* Begin *
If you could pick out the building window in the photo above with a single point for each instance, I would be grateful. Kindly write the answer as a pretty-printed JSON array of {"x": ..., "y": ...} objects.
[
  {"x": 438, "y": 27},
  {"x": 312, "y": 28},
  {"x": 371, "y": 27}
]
* End *
Repeat all of the records above exactly as written.

Complete response |
If you could pick out the building window in the photo above with a single point for each instance, I would be grateful. Kindly write the answer as a pretty-printed JSON array of {"x": ..., "y": ...} objects.
[
  {"x": 438, "y": 27},
  {"x": 312, "y": 28},
  {"x": 371, "y": 27}
]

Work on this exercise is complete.